Can you pull out the rows starting with the line that contains "on the elevated" and going on through the line that contains "x=808, y=696", reproducing each one unchanged?

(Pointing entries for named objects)
[Begin]
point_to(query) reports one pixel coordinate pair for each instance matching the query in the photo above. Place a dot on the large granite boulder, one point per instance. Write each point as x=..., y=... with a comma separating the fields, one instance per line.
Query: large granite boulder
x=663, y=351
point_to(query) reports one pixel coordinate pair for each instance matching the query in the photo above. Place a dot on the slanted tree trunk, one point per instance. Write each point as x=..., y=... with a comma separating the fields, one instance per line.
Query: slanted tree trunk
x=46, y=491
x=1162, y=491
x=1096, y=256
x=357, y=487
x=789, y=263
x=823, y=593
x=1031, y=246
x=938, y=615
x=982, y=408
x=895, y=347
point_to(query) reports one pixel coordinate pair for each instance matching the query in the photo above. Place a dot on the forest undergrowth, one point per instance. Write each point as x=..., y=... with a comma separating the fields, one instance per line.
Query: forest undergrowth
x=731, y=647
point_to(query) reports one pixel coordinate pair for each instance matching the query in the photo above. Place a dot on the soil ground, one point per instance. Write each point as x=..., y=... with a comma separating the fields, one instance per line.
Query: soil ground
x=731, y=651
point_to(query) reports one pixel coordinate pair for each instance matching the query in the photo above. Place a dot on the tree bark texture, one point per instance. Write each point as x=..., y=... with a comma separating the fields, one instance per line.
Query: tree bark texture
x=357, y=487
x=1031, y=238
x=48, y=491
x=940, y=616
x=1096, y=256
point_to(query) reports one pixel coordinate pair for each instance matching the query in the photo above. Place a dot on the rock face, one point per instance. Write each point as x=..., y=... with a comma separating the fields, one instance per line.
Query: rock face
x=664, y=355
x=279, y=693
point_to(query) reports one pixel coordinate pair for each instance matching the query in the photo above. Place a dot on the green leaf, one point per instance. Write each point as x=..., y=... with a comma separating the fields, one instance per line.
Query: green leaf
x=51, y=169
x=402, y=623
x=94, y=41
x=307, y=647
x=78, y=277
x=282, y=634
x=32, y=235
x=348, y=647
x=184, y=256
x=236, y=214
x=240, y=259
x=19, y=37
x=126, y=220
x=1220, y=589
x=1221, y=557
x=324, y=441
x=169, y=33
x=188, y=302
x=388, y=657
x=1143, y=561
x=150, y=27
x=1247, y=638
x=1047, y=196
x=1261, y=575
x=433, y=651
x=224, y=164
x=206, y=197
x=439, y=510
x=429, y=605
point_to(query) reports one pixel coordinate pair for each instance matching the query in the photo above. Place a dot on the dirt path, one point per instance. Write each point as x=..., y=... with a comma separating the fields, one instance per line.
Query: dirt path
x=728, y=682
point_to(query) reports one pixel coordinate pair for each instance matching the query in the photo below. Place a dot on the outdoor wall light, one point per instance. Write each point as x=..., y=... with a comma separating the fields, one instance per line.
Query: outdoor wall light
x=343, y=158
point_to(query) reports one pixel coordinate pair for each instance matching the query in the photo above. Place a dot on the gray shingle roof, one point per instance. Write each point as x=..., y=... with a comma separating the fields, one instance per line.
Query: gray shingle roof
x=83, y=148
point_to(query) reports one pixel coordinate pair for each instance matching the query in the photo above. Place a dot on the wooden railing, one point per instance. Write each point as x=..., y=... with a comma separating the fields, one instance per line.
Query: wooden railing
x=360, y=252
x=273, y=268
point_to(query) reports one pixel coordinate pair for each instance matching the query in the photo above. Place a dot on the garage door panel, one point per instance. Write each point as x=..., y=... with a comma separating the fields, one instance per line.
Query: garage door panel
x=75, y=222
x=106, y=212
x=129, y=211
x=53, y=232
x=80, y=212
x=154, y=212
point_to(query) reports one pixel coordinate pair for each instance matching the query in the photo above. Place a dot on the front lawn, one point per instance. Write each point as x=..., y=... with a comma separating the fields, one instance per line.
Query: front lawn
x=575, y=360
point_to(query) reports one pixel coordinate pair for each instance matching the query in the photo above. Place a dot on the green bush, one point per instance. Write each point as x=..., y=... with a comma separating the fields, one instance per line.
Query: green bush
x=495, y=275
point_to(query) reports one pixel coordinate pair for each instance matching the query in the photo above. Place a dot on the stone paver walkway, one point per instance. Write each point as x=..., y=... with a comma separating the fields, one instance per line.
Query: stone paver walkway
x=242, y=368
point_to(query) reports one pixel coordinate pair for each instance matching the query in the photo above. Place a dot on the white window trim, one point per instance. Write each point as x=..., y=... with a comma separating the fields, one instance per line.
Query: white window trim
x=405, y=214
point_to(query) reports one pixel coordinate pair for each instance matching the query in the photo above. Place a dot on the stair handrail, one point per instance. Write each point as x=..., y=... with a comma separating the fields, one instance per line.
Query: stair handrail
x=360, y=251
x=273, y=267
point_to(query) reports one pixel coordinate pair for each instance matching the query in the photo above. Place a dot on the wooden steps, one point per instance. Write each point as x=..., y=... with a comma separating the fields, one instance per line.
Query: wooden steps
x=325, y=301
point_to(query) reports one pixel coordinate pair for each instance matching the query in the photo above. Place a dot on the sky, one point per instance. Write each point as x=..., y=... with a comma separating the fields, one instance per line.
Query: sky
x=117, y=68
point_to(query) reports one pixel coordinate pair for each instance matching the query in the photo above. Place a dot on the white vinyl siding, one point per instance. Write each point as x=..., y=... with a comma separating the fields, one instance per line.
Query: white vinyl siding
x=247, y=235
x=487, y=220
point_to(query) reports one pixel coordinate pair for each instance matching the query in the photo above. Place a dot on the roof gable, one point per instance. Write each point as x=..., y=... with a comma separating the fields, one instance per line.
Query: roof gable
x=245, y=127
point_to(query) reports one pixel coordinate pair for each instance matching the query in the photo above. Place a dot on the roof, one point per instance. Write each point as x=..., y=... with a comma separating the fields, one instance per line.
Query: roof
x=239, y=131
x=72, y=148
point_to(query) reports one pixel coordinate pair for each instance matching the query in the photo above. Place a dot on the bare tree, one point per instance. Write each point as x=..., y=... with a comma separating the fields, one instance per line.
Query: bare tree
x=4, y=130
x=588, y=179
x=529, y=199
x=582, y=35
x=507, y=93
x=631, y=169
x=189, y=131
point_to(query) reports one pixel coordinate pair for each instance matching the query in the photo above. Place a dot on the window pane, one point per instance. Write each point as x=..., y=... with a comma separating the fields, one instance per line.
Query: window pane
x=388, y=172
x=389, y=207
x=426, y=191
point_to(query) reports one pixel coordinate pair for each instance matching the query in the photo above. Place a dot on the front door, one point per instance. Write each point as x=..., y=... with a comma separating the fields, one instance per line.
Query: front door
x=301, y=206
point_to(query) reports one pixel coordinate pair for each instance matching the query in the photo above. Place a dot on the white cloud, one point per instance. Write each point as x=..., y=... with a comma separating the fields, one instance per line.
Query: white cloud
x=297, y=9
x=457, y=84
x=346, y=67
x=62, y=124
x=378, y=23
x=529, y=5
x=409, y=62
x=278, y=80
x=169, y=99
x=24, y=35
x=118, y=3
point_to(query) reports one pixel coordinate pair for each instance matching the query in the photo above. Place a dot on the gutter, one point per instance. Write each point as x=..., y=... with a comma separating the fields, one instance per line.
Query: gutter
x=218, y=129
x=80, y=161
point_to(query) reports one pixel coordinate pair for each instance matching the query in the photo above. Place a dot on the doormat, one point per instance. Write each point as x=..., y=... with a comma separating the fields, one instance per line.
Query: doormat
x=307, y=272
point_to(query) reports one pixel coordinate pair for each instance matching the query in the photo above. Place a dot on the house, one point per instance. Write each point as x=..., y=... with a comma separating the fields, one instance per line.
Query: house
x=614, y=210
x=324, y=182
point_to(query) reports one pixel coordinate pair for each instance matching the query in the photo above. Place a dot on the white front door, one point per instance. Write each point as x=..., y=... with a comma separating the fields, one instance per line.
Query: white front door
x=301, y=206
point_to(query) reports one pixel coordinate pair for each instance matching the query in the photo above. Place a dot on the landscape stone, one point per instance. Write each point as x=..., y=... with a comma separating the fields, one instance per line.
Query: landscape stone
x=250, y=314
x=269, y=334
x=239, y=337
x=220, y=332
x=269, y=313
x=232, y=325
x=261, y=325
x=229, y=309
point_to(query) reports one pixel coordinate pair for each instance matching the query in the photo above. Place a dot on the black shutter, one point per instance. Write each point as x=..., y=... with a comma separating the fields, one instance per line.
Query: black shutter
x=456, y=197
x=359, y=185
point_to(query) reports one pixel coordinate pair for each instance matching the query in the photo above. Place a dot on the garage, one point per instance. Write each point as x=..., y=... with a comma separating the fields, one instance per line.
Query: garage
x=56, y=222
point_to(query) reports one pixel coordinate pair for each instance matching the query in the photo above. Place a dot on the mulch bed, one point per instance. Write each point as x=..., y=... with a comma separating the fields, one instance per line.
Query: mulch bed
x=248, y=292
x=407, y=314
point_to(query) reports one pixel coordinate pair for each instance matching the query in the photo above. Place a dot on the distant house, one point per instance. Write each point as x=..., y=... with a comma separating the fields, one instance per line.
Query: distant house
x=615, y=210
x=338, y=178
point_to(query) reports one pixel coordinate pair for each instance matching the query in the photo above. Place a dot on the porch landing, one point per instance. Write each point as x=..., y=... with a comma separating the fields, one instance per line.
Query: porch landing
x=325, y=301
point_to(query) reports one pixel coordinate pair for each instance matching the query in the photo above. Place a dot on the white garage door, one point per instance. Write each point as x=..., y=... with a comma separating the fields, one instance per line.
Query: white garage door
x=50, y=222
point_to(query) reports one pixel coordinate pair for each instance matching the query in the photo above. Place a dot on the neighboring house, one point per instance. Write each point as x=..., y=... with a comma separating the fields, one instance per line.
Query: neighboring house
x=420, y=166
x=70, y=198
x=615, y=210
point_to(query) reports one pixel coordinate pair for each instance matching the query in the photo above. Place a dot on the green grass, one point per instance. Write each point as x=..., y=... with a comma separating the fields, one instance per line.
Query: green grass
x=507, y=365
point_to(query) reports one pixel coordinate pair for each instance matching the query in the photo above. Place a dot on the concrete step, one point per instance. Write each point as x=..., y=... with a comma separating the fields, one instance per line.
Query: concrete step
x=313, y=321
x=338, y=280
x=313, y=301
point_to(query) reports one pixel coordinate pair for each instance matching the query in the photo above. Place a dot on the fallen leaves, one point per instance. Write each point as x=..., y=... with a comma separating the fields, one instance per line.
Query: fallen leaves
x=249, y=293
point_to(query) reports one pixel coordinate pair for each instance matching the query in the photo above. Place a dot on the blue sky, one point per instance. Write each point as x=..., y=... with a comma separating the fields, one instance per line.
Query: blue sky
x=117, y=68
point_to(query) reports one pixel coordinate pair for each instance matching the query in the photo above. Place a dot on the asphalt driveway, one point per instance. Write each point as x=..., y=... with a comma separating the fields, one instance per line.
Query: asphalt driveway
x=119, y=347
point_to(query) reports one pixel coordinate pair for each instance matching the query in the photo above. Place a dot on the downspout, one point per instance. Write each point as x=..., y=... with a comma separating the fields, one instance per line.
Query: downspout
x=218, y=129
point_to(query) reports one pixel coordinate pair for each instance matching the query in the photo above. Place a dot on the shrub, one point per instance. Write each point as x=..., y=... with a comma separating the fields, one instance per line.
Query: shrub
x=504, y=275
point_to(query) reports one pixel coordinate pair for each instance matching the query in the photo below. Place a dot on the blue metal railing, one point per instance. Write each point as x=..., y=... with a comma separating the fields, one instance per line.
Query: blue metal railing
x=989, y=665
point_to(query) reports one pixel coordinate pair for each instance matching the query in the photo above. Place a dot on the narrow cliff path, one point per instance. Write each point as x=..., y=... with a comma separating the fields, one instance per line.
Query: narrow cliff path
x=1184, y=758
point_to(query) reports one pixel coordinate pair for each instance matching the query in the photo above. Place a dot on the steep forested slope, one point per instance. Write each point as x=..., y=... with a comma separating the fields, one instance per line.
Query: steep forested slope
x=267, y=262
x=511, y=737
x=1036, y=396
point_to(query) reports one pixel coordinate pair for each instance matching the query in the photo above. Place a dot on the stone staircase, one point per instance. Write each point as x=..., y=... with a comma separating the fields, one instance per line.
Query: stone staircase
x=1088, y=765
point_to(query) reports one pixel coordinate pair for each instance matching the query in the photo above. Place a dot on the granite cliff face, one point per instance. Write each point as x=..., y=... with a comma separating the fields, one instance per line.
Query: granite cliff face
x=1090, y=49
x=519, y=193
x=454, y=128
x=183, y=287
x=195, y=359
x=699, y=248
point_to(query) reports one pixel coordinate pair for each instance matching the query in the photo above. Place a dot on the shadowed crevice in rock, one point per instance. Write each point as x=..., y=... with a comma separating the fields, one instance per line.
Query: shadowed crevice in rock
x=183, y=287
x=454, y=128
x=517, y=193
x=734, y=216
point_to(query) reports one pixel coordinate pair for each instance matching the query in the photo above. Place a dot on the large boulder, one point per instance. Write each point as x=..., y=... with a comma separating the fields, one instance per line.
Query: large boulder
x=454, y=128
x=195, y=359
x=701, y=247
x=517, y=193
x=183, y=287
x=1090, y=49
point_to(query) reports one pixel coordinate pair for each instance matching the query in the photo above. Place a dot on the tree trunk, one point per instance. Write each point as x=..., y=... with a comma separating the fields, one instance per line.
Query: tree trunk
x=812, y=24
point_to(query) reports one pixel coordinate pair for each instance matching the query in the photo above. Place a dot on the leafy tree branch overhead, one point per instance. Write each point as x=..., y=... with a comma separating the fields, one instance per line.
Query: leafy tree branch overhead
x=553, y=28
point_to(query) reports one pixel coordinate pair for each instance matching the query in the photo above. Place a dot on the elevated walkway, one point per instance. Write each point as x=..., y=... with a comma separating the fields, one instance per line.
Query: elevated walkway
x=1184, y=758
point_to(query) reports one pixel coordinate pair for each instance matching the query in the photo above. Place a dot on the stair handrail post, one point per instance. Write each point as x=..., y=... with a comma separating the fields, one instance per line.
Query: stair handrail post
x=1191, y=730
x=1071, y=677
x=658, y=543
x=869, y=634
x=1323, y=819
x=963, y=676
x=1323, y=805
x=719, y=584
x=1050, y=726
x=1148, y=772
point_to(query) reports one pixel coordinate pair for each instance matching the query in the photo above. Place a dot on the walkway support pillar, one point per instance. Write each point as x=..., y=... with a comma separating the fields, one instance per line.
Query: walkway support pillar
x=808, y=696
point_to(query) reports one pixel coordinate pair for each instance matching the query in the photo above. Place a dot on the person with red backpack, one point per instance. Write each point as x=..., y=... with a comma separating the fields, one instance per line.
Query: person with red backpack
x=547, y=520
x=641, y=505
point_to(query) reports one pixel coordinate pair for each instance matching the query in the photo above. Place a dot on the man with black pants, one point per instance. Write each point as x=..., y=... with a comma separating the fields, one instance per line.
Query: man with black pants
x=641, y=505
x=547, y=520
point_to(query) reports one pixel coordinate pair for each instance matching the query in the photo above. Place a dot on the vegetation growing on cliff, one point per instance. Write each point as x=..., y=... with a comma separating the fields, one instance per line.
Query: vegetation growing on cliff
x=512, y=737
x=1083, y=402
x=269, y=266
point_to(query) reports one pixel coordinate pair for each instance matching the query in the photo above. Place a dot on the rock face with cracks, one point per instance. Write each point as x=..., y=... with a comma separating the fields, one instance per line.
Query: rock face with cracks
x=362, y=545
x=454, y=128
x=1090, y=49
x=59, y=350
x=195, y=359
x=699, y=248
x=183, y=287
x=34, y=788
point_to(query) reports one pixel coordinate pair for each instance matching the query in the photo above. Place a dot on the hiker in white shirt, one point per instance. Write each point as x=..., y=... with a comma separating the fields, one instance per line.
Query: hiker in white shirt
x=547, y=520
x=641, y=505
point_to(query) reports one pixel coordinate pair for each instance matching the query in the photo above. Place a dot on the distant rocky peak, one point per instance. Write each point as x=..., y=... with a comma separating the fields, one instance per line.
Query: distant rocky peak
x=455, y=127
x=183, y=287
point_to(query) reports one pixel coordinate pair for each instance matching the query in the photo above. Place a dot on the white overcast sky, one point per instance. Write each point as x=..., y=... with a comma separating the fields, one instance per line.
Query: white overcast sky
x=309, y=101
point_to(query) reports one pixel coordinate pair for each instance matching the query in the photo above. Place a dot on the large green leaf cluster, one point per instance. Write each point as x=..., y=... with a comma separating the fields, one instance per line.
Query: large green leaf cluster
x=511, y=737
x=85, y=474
[End]
## The output
point_to(query) reports one pixel coordinate pair for each instance matching the query in the photo above. Place a dot on the elevated walkway, one point per instance. Write each point as x=..., y=... with a comma separating the fields, one instance per line.
Query: elevated walkway
x=1184, y=758
point_to(query) reports one pixel coordinate pair for each instance matching the query in the photo above. Place a dot on the stair handrail post, one point per instance. Write each point as x=..., y=... with a comma separating the fields, one instance per line.
Query: stair handrail post
x=1191, y=730
x=1071, y=677
x=658, y=543
x=869, y=634
x=1323, y=819
x=963, y=676
x=1323, y=805
x=719, y=584
x=1050, y=726
x=1148, y=772
point_to(query) reports one pixel coordinate pair for each instance matching the query in the photo above. Place a dot on the walkway support pillar, one point per instance. Write each point as x=..., y=... with a comma separating the fields, one instance per line.
Query: walkway support pillar
x=808, y=696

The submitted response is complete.